_REQUIREMENT 1_: In the article on fuzzing with AFL, what kind of software testing technique is fuzzing defined as?

_TEXT SECTION_:
Fuzzing projects with american fuzzy lop (AFL)

10 min read
By 0x434b
Fuzzing projects with american fuzzy lop (AFL)

Preface

This quick article will give a short introduction on what fuzzers are, how they work and how to properly setup the afl - american fuzzy lop fuzzer to find flaws in arbitrary projects.

Well known alternatives to afl (for the same or other purposes):

What is fuzzing?

In short, we can define fuzzing as the following

"Fuzzing is a Black Box software testing technique, which basically consists in finding implementation bugs using malformed/semi-malformed data injection in an automated fashion."

This approach can be done on the whole application, specific protocols and even single file formats. Depending on the attack vector the output changes obviously and can lead to a varying number of bugs.

Cool stuff about fuzzing

  • simple design, hence a basic fuzzer can be easily implemented from scratch
  • finds possible bugs/flaws via a random approach, which often are overlooked by human QA
  • Combinations of different input mutations and symbolic execution!

Not so cool stuff...

  • Often 'simple bugs' only
  • black box testing makes it difficult to evaluate impact of found results
  • Many fuzzers are limited to a certain protocol/architecture/...

How to set up afl for fuzzing with exploitable and gdb

Let's get right into setting up our environment... Not much else to say before that.
Juicy stuff ahead!

_REQUIREMENT 2_: Locate every line of the records containing the string "stakes", and copy each one; matching is case-sensitive.

_DATA EXCERPTS_:
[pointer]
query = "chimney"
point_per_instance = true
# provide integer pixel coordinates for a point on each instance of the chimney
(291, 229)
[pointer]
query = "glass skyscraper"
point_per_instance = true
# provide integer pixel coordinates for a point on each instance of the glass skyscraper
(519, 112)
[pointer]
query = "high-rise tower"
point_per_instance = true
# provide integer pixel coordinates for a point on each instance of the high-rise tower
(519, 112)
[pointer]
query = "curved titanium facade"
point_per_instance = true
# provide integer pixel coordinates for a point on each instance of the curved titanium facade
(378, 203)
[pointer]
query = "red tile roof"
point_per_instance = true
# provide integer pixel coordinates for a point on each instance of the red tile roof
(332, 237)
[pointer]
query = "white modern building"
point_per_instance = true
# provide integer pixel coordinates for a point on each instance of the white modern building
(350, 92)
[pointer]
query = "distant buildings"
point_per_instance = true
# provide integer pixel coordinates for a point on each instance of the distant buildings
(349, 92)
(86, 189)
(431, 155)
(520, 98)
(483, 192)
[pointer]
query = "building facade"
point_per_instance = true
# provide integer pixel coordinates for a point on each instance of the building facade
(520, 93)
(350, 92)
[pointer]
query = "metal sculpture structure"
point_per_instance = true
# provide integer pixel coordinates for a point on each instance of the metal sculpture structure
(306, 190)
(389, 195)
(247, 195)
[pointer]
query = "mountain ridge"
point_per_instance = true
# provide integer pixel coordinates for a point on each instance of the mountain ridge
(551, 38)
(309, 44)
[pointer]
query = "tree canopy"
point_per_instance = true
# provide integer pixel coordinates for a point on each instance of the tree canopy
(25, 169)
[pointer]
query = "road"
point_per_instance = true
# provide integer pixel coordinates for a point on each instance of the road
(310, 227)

* * *

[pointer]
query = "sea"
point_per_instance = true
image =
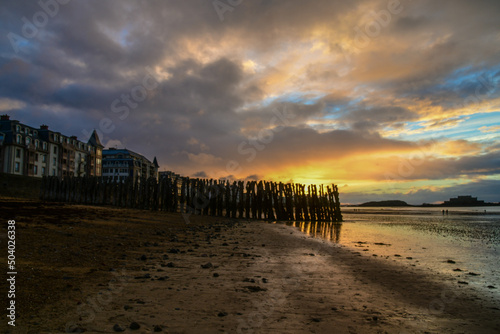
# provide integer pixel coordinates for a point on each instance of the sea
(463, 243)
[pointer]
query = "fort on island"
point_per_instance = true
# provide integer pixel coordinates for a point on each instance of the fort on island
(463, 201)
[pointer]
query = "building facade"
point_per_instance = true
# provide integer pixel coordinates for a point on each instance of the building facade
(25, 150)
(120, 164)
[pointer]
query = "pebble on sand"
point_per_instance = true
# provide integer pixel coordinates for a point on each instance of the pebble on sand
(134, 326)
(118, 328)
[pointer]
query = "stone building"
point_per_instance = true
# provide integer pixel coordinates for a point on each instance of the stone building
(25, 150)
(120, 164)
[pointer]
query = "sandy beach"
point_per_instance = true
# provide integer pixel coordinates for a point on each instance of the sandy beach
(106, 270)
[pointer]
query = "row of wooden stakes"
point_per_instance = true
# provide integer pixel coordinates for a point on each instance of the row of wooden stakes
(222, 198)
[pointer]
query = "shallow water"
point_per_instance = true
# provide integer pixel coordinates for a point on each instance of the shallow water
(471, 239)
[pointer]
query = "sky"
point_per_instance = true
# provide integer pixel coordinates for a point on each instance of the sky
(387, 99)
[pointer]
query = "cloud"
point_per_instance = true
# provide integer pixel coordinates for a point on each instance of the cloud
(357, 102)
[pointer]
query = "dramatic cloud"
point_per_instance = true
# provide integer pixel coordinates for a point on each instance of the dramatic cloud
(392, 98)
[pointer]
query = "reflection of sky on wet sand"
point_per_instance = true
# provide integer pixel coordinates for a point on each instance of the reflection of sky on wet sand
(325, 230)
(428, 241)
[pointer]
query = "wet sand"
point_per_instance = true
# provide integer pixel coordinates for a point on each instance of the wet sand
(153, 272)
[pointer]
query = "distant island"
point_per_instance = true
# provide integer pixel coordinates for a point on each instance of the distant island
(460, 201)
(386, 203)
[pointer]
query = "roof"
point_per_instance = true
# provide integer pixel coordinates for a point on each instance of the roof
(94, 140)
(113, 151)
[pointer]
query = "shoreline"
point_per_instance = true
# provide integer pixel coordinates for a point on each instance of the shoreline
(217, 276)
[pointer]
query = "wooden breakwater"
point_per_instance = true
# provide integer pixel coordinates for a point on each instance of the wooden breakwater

_EXERCISE ANSWER 1_: A Black Box software testing technique.

_EXERCISE ANSWER 2_:
query = "row of wooden stakes"
# provide integer pixel coordinates for a point on each instance of the row of wooden stakes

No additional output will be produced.